**Exercise prompt**
Read the listing below and tally the lines that contain "above"; the reply is that tally only.

----

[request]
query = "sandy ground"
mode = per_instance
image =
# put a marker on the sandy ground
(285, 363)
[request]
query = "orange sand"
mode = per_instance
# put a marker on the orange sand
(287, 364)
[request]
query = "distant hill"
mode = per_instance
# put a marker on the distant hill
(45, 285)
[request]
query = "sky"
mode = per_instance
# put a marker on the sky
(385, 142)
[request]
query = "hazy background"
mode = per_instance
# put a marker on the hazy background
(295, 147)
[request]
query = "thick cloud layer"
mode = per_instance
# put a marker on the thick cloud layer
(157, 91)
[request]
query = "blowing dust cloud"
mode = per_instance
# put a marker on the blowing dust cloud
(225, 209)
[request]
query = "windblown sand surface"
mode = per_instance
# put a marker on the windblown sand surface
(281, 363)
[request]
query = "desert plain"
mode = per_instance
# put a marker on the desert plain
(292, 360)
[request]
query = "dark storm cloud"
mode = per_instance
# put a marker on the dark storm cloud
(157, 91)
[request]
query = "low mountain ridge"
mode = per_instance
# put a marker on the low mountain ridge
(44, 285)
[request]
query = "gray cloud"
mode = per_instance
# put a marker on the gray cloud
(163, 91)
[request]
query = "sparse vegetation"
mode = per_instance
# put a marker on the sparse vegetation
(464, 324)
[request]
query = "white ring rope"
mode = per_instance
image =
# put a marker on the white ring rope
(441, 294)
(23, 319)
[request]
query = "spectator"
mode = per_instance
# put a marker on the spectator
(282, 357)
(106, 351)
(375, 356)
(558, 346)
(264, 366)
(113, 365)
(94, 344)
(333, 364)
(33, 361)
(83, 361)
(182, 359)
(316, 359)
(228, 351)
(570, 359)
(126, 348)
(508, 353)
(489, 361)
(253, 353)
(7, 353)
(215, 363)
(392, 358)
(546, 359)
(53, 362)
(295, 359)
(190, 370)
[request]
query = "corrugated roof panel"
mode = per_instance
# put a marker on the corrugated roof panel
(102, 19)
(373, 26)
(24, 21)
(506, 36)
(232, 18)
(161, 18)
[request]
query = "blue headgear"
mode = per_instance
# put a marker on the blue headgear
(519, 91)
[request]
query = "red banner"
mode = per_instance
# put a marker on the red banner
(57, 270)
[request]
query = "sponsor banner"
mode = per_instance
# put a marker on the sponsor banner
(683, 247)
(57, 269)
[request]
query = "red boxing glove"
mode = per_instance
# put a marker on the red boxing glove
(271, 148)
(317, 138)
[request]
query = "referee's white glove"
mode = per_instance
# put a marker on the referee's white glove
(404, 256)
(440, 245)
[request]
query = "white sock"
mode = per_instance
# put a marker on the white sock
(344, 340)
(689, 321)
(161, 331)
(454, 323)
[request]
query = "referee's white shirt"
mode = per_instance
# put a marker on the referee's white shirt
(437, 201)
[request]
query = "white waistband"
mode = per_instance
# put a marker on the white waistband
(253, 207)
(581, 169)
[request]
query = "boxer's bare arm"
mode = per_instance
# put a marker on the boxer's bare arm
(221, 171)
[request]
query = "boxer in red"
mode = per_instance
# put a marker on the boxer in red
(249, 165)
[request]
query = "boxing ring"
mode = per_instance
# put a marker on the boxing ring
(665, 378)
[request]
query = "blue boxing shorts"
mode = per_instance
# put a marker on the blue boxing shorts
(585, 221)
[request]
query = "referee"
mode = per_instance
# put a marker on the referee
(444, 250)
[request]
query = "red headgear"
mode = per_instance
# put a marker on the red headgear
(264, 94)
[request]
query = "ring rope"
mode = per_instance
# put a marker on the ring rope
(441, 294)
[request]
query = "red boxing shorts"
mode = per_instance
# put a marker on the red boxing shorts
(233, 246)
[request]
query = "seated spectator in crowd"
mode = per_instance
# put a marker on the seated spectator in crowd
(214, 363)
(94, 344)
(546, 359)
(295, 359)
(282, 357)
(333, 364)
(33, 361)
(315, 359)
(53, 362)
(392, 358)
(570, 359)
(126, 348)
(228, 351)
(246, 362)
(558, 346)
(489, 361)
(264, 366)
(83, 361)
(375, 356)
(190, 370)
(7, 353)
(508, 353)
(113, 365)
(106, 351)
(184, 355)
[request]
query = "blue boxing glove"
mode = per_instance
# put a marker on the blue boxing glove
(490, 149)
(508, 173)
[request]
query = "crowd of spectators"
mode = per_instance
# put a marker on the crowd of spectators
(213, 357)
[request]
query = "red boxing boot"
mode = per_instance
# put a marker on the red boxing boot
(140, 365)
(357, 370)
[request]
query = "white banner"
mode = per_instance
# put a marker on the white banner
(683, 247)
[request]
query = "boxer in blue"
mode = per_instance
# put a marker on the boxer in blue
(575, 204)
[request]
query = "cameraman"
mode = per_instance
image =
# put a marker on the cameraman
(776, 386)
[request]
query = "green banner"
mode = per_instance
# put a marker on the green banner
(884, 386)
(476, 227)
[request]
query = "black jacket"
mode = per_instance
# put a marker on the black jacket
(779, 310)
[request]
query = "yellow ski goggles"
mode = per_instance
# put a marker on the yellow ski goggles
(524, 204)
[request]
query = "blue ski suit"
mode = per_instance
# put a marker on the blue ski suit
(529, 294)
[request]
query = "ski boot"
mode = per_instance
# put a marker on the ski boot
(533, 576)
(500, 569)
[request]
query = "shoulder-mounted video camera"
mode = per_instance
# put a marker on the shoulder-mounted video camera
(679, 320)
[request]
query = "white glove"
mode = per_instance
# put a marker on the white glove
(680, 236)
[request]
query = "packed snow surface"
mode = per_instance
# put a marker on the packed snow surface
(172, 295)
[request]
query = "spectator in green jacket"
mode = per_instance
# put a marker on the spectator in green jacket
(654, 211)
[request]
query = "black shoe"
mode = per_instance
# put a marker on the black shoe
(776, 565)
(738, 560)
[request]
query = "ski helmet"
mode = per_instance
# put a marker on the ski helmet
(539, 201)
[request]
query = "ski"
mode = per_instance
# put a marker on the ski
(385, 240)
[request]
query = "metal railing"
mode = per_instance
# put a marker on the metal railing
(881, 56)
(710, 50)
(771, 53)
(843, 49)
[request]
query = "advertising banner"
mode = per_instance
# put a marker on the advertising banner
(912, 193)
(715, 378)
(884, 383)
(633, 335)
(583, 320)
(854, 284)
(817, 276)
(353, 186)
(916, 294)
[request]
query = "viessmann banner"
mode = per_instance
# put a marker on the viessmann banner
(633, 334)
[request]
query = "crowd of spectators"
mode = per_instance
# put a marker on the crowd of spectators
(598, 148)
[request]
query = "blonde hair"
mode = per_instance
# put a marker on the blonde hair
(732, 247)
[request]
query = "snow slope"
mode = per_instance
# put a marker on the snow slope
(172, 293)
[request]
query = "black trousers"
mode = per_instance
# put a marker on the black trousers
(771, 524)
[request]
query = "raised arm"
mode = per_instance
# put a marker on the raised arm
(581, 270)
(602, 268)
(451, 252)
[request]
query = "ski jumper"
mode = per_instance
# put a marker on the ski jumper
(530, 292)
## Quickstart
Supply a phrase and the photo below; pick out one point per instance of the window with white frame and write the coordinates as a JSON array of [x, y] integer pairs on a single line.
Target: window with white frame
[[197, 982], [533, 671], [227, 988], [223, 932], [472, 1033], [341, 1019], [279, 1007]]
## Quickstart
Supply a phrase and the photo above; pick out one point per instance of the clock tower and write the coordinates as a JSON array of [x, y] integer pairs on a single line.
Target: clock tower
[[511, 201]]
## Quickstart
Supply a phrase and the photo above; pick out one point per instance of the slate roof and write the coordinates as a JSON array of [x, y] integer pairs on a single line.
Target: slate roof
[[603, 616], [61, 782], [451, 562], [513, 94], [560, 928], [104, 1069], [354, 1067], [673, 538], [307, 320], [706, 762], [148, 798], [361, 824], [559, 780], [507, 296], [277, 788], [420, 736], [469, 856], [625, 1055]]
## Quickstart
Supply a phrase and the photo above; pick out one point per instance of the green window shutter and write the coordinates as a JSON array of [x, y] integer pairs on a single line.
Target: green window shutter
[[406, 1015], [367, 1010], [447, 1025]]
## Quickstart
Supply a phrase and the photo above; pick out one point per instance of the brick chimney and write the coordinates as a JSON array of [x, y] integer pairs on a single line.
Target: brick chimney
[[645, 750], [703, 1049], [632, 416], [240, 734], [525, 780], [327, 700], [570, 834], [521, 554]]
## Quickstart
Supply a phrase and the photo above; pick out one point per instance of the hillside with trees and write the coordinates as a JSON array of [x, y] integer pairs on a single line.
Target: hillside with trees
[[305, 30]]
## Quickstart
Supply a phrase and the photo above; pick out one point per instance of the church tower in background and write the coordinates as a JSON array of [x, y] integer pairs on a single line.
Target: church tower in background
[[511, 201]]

----

**Solution for this problem**
6